Required work => Return each entry exactly, omitting nothing.

Raw data =>
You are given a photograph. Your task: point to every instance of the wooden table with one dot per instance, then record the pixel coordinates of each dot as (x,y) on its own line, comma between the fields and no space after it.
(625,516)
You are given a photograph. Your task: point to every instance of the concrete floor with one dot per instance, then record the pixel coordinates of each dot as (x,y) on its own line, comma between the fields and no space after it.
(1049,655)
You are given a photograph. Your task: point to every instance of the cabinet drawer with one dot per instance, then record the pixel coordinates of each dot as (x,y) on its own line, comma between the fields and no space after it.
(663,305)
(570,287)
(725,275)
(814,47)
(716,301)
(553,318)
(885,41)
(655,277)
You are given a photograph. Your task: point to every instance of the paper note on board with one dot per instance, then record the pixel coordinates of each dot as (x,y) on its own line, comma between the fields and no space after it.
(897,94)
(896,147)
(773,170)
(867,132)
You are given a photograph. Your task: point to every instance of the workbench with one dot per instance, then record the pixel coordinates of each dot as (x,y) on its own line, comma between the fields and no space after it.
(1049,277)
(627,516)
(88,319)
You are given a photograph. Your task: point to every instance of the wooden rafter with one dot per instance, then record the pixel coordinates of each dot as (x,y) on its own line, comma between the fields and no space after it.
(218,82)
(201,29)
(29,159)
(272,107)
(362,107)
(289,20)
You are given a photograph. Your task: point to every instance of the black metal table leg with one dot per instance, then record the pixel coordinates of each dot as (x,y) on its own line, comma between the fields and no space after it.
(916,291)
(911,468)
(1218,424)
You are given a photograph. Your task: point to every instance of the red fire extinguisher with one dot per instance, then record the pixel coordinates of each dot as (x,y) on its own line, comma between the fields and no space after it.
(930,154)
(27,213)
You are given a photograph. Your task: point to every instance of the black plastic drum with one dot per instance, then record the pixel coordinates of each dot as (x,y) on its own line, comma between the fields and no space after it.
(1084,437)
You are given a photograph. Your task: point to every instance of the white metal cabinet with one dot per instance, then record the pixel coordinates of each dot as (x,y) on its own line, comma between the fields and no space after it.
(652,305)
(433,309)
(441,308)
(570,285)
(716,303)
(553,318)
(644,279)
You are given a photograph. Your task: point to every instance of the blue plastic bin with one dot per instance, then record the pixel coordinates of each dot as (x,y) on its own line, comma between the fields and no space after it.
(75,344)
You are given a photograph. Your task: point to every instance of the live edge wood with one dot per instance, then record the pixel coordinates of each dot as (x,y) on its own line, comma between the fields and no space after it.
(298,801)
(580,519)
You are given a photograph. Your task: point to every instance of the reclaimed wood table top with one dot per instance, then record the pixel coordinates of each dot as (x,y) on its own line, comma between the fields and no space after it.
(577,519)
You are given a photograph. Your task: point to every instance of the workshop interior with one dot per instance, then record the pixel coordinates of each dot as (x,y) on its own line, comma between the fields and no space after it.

Complete answer =>
You are given a photograph. Your task: point to every instance of the wooden table with one dot per instance, then record the pixel coordinates of each dot as (x,y) on its own line, comma between the fields and no space after it.
(625,516)
You are given a photograph. Your task: point to every instance of the concrete floor with one dot per instance, then record the pixel coordinates of each dot as (x,y) on its own line, comma between the fields and no space after it.
(1049,655)
You are given a photograph. Your task: point to every instance of the cabinet drawer with one dot per instance, then record the pixel coordinates of each dot as (x,y) on its own line, comma between the fields and no space after it.
(663,305)
(570,287)
(725,275)
(814,47)
(716,301)
(553,318)
(885,41)
(655,277)
You are given a photograph. Your task: point to every instance of the paper note on board with one dot per instance, then record the pixel coordinates of each dot as (x,y) on its own line, comma between the fields and no space after it.
(897,94)
(896,147)
(773,170)
(867,132)
You are given a photograph. Your task: point to every instance of the workbench with one dot per instance, then record the pixel coordinates of each dot as (x,y) on its own line, comma between the fields and no space after it.
(1049,277)
(627,516)
(88,319)
You are given a photograph. Your task: point to every instance of the wooden rafter with one dot per instance, then record the pixel coordinates of each dot as (x,y) on its own line, comma between the fields and no space after it.
(218,82)
(201,29)
(29,159)
(272,107)
(362,107)
(289,20)
You are given a photograph. Your task: point to every instance of the black metal table leg with one dot per instance, then record the pixel coordinates of each dot as (x,y) on its own line, comma between the fields and no space after it.
(916,291)
(911,468)
(1218,424)
You are given a photograph. Your task: point to every instance of the red fire extinguisher with one dot per instance, then record the pixel coordinates of each dot as (x,y) on its own line, comma between the fields and no space after it.
(930,154)
(27,213)
You are given a photograph. Your task: point to every instance of the black plastic drum with one dot per instance, then record the pixel coordinates of each dot as (x,y) on its own line, comma between the fields and no space after it.
(1084,437)
You are given a photograph. Your task: point to every instance of the white metal cabinet with one dot per instance, then record the pixel coordinates of each dot as (x,y) on its own line, comma between the fields and no space after it.
(652,305)
(433,309)
(441,308)
(570,285)
(716,303)
(553,318)
(644,279)
You are given a photograph. Your task: point to every instance of the blue plastic bin with one dot per instance, then record the pixel coordinates of each dot as (x,y) on its own line, comma between the fields and no space after it.
(75,344)
You are given a photograph. Your task: point to every instance of the live edge wood with one dot per instance, then record the pixel coordinates of each dot as (x,y) on its own line, comma between the fields and no space after it.
(298,801)
(580,519)
You are given a photograph. Your task: point to every instance of the reclaimed wood table top with one dot per instance, then record the pixel coordinates of each dot as (x,y) on its own line, comma between the fields and no space after it.
(577,519)
You are given a photograph. Your task: point to every instance of the workshop interior with one dot per instance, then record the pixel coordinates of each dot as (x,y) on its own line, comma between the fields and no space after it.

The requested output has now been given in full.